■ **ÜBUNGSZIEL**:
Setze den Text über Stress und Pausen bei der Arbeit nach seinem letzten Satz fort.

Mit der Höhe und Dauer der Arbeitsbelastung nehmen Stress und Erschöpfung zu. Typische Warnsignale, die gerne verdrängt werden: Gereiztheit, Ungeduld, Nervosität, nachlassende Konzentration. Pausen erhöhen die Stressresistenz, die Leistungskraft bleibt erhalten. Die Pause soll einen Kontrast zur Arbeit darstellen. Nur schnell einen Kaffee trinken und einen Müsliriegel knabbern zählt nicht als offizielle Arbeitspause. Arbeitsmediziner empfehlen in der Pause aufs Handy zu verzichten und auf stumm zu schalten. Bewährt hat sich die Konzentration auf schöne Ereignisse, die «Daily Uplifts». Im Fachjargon heisst das Wahrnehmungslenkung oder «Kopf-Kino». Hauptsache die Gedanken kreisen nicht wieder um die Arbeit, um Kunden und Termine (Literaturempfehlung: Ingo Froböse, «Power durch Pause». Gräfe und Unzer Verlag, München 2017, 158 Seiten).

Negative Selbstaussagen nicht zulassen

Stress baut sich oft schon im Vorfeld auf, wenn man über eine bevorstehende Belastung nachdenkt. Meist stellt man sich dann negativ darauf ein. Besser ist, die mentale Energie dafür zu nutzen, unabänderliche Gegebenheiten mit einer positiven Haltung zu verarbeiten. Negative Sichtweisen beunruhigen und schränken die Wahrnehmung für Chancen ein. Idealerweise nutzt man seine mentale und emotionale Energie dafür, unabänderliche Gegebenheiten mit einer positiven Haltung konstruktiv zu verarbeiten. Mit positiven Gedanken schafft der Organismus eine «Schutzschicht gegen Stress». Je belastbarer, desto weniger erregungsbereit ist er und desto weniger werden Anforderungen als Stress empfunden (Tab. 2).

 

Tab. 2: Selbstaussagen verändern Stressoren.

 

Das hohe Anspruchsniveau 

Häufig kommt es zu einem unbemerkten Anstieg des Anspruchsniveaus, entweder durch steigende Erwartungen der Kunden oder durch die Maximierung der eigenen Ziele. Höchstleistungen können meist noch über einige Zeit mit Mühe aufrechterhalten werden. Wenn grosse Anforderungen länger anhalten, nimmt die Belastbarkeit rapide ab und es kommt zu einem allmählichen Leistungsabfall.

Auszüge aus Daten zur Punktannotation
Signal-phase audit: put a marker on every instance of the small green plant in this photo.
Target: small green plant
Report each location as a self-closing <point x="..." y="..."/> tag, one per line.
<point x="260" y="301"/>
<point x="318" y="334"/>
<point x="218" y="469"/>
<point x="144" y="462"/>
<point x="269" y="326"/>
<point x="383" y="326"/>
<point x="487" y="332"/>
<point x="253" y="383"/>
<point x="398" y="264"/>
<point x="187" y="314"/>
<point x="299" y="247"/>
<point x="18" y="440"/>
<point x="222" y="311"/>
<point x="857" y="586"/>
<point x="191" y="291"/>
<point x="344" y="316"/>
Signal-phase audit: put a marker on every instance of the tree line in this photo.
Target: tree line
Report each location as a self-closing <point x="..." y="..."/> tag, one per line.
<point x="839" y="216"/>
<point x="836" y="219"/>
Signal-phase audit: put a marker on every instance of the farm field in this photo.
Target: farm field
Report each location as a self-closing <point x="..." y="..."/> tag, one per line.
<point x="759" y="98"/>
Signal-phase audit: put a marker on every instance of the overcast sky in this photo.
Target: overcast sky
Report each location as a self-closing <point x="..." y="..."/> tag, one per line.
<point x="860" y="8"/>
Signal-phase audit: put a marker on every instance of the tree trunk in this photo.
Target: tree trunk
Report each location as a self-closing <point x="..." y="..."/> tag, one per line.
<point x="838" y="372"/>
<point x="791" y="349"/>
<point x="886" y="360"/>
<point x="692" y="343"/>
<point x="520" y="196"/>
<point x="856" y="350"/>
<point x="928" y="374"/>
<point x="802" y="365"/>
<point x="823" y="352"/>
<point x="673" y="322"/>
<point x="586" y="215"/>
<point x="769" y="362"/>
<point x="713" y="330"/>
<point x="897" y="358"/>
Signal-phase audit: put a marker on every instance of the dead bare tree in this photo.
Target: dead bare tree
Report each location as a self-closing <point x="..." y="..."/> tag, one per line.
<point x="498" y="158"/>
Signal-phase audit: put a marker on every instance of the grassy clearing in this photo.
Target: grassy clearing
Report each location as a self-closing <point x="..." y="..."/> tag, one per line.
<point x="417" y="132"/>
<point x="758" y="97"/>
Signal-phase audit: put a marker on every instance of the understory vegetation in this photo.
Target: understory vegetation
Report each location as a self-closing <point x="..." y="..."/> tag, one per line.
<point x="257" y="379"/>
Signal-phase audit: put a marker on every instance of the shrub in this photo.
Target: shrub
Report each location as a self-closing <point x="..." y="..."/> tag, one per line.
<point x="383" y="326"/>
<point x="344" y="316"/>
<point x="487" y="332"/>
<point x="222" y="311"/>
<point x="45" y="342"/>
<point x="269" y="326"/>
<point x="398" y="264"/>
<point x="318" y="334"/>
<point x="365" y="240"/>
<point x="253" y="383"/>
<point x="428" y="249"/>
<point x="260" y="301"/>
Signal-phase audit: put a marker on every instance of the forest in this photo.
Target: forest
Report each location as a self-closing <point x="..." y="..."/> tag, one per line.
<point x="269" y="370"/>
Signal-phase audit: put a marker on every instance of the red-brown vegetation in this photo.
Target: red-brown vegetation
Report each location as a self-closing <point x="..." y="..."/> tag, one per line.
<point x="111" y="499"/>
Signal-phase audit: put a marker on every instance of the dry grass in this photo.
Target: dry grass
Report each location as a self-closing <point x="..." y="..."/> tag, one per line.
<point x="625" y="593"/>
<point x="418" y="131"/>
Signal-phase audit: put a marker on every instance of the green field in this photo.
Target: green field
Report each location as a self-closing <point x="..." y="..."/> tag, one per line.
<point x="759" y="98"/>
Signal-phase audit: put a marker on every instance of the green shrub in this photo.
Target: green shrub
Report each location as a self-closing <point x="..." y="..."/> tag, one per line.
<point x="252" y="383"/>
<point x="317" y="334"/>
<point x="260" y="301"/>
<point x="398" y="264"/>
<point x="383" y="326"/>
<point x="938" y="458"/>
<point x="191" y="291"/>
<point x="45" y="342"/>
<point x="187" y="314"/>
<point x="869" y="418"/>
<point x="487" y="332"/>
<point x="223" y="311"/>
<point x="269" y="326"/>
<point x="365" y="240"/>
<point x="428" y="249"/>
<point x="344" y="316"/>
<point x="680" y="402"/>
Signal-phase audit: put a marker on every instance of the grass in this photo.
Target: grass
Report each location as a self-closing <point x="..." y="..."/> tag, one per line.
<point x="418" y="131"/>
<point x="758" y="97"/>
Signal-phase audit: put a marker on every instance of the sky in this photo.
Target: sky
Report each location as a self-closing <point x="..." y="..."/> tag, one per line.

■ **SCHRIFTLICHE ANTWORT**:
Den Ausgleich zwischen Arbeit und Ruhe bezeichnet man als «Work-Life-Balance». Wenn es nur noch Stress bei der Arbeit gibt, sind keine Ruhe-Reserven vorhanden. Die Befürchtung, einen Auftrag zu verpassen, treibt an und lässt das Prinzip der «Work-Life-Balance» vergessen. So wird gegen das Harmonieprinzip Anspannung-Entspannung verstossen. Die innere Einstellung erzeugt Druck und damit Stress: Ich muss mehr leisten …, Ich muss meine Kosten auf jeden Fall senken …, Ich muss meinen Kunden noch mehr anbieten …, Ich muss besser sein als andere. Die Gedanken «Ich muss … und ich darf keinesfalls …» erzeugen den Stress. Wer den Anfang dieser Spirale erkennt, kann rechtzeitig Gegenmassnahmen treffen und verhindert mit mehr Achtsamkeit das Burnout. 

Zuerst muss also das eigene Anspruchsniveau gesenkt werden. Arbeitsziele und Termine sind realistisch zu definieren. Man muss sich die langfristigen Folgen und die negativen Konsequenzen bei Dauerstress überlegen. Im schlimmsten Fall kommt es zu Fehlern bei der Arbeit und zu Kundenbeschwerden. Betroffene müssen ihrem Ehrgeiz Grenzen setzen. Wer sich immer nach den besten Betrieben in der Branche richtet, setzt sich hohe Ziele, die nicht immer realistisch sind. Geht es denn um die Weltmeisterschaft? Wer achtsam mit sich und seinem Personal umgeht, erkennt das Anfangsstadium von «Workaholic» und kann die weitere Entwicklung bremsen sowie das Betriebsklima verbessern.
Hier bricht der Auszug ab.